(Collected data entries)
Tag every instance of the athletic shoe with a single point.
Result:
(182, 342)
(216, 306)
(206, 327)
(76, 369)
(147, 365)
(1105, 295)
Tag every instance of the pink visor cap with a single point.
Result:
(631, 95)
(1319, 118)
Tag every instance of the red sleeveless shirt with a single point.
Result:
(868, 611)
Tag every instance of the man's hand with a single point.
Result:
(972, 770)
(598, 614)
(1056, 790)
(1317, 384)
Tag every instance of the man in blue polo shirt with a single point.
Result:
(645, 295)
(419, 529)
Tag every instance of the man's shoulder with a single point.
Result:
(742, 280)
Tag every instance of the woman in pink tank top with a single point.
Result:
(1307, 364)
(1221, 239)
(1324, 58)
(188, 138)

◆ REQUIRED WORK
Send back each record exactly as it stands.

◆ RESULT FOR THIS EXERCISE
Tag every instance of the athletic shoe with a single point.
Result:
(182, 342)
(216, 306)
(206, 327)
(76, 369)
(147, 365)
(1105, 295)
Tag every instance of the pink visor cap with a single point.
Result:
(631, 95)
(1319, 118)
Tag every instance of the red sleeveless shirt with a single point.
Result:
(868, 611)
Tag every instance of the man's hand with a single point.
Result:
(972, 770)
(598, 614)
(1056, 790)
(1317, 384)
Tag every instance of the man in blue polo shirt with a single point.
Result:
(645, 295)
(419, 529)
Tag every instance of the man's shoulder with a single point.
Result:
(742, 280)
Tag every instance of the woman in pink tank top with a single point.
Result:
(1307, 364)
(1221, 239)
(1324, 58)
(188, 138)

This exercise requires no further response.